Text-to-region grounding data
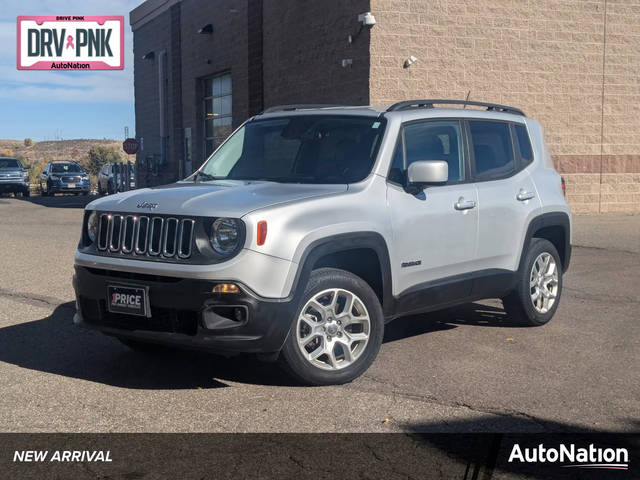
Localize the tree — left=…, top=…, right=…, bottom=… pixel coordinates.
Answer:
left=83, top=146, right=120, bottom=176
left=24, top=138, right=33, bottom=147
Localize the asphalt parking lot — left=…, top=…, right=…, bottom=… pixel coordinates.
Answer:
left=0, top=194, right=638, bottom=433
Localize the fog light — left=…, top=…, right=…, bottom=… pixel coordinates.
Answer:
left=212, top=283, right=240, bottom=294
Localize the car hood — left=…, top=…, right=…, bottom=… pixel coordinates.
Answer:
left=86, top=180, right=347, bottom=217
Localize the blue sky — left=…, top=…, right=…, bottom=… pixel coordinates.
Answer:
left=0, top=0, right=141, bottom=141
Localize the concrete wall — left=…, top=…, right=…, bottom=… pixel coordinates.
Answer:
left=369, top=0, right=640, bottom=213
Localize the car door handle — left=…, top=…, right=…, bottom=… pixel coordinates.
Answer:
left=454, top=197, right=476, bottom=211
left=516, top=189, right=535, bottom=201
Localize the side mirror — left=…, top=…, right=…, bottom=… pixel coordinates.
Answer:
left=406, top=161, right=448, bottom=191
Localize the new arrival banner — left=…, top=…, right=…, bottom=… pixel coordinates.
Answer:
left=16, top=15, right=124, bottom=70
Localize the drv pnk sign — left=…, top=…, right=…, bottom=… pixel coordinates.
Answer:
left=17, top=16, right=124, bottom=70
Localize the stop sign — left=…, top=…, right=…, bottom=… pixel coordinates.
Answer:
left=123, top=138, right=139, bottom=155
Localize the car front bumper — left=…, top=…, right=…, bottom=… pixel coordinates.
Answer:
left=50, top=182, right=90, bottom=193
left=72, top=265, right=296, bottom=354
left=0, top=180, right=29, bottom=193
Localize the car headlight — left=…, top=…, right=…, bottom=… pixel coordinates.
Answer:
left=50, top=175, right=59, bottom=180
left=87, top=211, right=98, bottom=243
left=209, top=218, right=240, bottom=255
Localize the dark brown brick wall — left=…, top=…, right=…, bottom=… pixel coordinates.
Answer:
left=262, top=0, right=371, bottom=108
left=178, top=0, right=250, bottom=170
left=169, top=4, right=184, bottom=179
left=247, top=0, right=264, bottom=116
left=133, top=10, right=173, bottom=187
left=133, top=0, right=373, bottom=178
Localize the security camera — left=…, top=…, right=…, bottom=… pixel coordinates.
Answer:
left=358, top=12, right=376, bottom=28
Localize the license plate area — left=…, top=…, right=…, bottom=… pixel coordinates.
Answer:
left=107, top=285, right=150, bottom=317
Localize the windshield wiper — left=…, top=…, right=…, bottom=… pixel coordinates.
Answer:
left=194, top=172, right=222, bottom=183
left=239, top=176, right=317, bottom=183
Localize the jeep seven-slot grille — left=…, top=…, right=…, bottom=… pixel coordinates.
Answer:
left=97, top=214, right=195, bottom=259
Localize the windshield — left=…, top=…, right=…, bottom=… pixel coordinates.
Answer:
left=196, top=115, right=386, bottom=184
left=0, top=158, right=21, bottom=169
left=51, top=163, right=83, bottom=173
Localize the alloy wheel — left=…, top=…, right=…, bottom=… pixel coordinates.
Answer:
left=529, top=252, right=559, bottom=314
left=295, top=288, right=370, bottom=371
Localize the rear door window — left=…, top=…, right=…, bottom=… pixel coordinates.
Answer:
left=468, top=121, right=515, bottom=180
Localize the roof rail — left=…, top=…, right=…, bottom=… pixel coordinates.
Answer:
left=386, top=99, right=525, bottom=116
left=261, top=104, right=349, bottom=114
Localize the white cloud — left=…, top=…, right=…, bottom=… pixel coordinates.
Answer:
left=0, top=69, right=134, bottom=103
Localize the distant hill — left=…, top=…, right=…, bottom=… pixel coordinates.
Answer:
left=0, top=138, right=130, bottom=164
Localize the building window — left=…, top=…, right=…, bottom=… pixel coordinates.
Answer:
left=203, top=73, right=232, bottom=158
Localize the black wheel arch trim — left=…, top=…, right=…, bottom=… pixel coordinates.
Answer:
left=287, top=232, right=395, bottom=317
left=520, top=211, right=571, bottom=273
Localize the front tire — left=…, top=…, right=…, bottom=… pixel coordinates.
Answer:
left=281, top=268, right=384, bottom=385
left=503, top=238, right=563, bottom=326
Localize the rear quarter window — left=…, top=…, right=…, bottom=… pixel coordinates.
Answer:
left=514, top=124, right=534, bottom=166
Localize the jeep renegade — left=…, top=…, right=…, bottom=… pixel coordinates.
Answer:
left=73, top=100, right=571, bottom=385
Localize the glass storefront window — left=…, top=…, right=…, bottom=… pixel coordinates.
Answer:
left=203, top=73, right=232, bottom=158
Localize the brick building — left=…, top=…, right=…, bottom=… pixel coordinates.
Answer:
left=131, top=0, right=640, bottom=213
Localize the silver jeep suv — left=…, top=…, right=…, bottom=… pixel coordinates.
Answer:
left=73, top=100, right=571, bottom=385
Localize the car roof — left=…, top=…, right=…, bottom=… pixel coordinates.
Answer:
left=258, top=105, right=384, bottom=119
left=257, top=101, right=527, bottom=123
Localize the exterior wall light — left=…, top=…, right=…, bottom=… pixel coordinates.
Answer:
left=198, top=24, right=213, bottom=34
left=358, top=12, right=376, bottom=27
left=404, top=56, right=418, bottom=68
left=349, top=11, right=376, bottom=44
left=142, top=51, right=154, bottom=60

__Your objective__
Your task is to restate every record word for word. Omit all pictures.

__Response for this exercise__
Localize the tree — left=…, top=…, right=…, bottom=… pixel coordinates.
Answer:
left=83, top=146, right=120, bottom=176
left=24, top=138, right=33, bottom=147
Localize the asphalt parking lot — left=…, top=…, right=…, bottom=… pixel coordinates.
Answer:
left=0, top=194, right=638, bottom=433
Localize the fog light — left=…, top=…, right=…, bottom=… pixel coordinates.
Answer:
left=212, top=283, right=240, bottom=294
Localize the car hood — left=…, top=…, right=…, bottom=… pixel coordinates.
Answer:
left=86, top=180, right=347, bottom=217
Localize the blue sky — left=…, top=…, right=…, bottom=… pixel coordinates.
Answer:
left=0, top=0, right=141, bottom=141
Localize the concrete wall — left=…, top=…, right=…, bottom=… pixel coordinates.
Answer:
left=369, top=0, right=640, bottom=213
Localize the car door handle — left=…, top=…, right=…, bottom=… pixel coordinates.
Answer:
left=454, top=197, right=476, bottom=211
left=516, top=189, right=535, bottom=201
Localize the side mirror — left=…, top=…, right=…, bottom=… pixel coordinates.
Answer:
left=406, top=161, right=448, bottom=191
Localize the new arrival banner — left=…, top=…, right=…, bottom=… pixel coordinates.
Answer:
left=16, top=15, right=124, bottom=70
Localize the drv pnk sign — left=…, top=…, right=…, bottom=… pixel coordinates.
Answer:
left=17, top=16, right=124, bottom=70
Localize the stop sign — left=…, top=…, right=…, bottom=… pixel coordinates.
Answer:
left=123, top=138, right=139, bottom=155
Localize the car front bumper — left=…, top=…, right=…, bottom=… pixel coordinates.
Answer:
left=50, top=182, right=90, bottom=193
left=72, top=265, right=296, bottom=354
left=0, top=180, right=29, bottom=193
Localize the car headlight — left=…, top=…, right=…, bottom=… pixel coordinates.
Answer:
left=50, top=175, right=59, bottom=180
left=87, top=211, right=98, bottom=243
left=209, top=218, right=240, bottom=255
Localize the dark brown brick wall — left=…, top=…, right=…, bottom=… pixel coordinates.
Answer:
left=262, top=0, right=371, bottom=108
left=178, top=0, right=250, bottom=170
left=169, top=4, right=184, bottom=179
left=247, top=0, right=264, bottom=116
left=133, top=10, right=173, bottom=187
left=133, top=0, right=373, bottom=178
Localize the security camera — left=…, top=…, right=…, bottom=… pixel coordinates.
Answer:
left=358, top=12, right=376, bottom=28
Localize the license plate area — left=…, top=…, right=…, bottom=… pixel coordinates.
Answer:
left=107, top=285, right=150, bottom=317
Localize the windshield wiper — left=…, top=…, right=…, bottom=… pixel coordinates.
Answer:
left=194, top=172, right=222, bottom=183
left=239, top=176, right=317, bottom=183
Localize the jeep seven-slot grille — left=…, top=…, right=…, bottom=… pixel coordinates.
Answer:
left=97, top=214, right=195, bottom=259
Localize the windshield — left=…, top=…, right=…, bottom=… pixel coordinates.
Answer:
left=196, top=115, right=386, bottom=184
left=0, top=158, right=21, bottom=169
left=51, top=163, right=83, bottom=173
Localize the alloy wheel — left=…, top=…, right=…, bottom=… pixel coordinates.
Answer:
left=529, top=252, right=559, bottom=314
left=295, top=288, right=370, bottom=371
Localize the rear door window — left=…, top=…, right=…, bottom=… pixel coordinates.
Answer:
left=468, top=121, right=515, bottom=180
Localize the roof rail — left=…, top=…, right=…, bottom=… pixel coordinates.
Answer:
left=386, top=99, right=525, bottom=116
left=261, top=104, right=349, bottom=114
Localize the white cloud — left=…, top=…, right=…, bottom=… pixel coordinates.
Answer:
left=0, top=69, right=134, bottom=103
Localize the distant hill — left=…, top=…, right=…, bottom=… pixel coordinates.
Answer:
left=0, top=138, right=130, bottom=164
Localize the building window — left=…, top=…, right=…, bottom=… pixel coordinates.
Answer:
left=203, top=73, right=232, bottom=158
Localize the black wheel arch trim — left=…, top=…, right=…, bottom=… pixel coordinates.
Answer:
left=287, top=232, right=395, bottom=317
left=520, top=211, right=571, bottom=273
Localize the front tire — left=…, top=…, right=…, bottom=… pixel coordinates.
Answer:
left=281, top=268, right=384, bottom=385
left=503, top=238, right=563, bottom=326
Localize the rear quarter window — left=…, top=…, right=…, bottom=… pixel coordinates.
Answer:
left=514, top=124, right=534, bottom=166
Localize the jeep renegade — left=…, top=…, right=…, bottom=… pixel coordinates.
Answer:
left=73, top=100, right=571, bottom=385
Localize the glass storefront window — left=…, top=…, right=…, bottom=… pixel coordinates.
Answer:
left=203, top=73, right=232, bottom=158
Localize the brick building — left=…, top=…, right=…, bottom=… pixel coordinates.
Answer:
left=131, top=0, right=640, bottom=213
Localize the silver jeep suv — left=…, top=…, right=…, bottom=… pixel coordinates.
Answer:
left=73, top=100, right=571, bottom=385
Localize the car roof — left=…, top=…, right=…, bottom=… pixel coordinates.
Answer:
left=258, top=105, right=384, bottom=119
left=257, top=101, right=527, bottom=123
Localize the exterior wall light — left=…, top=…, right=…, bottom=… pixel coordinates.
Answer:
left=198, top=24, right=213, bottom=34
left=358, top=12, right=376, bottom=27
left=404, top=56, right=418, bottom=68
left=349, top=11, right=376, bottom=44
left=142, top=51, right=154, bottom=60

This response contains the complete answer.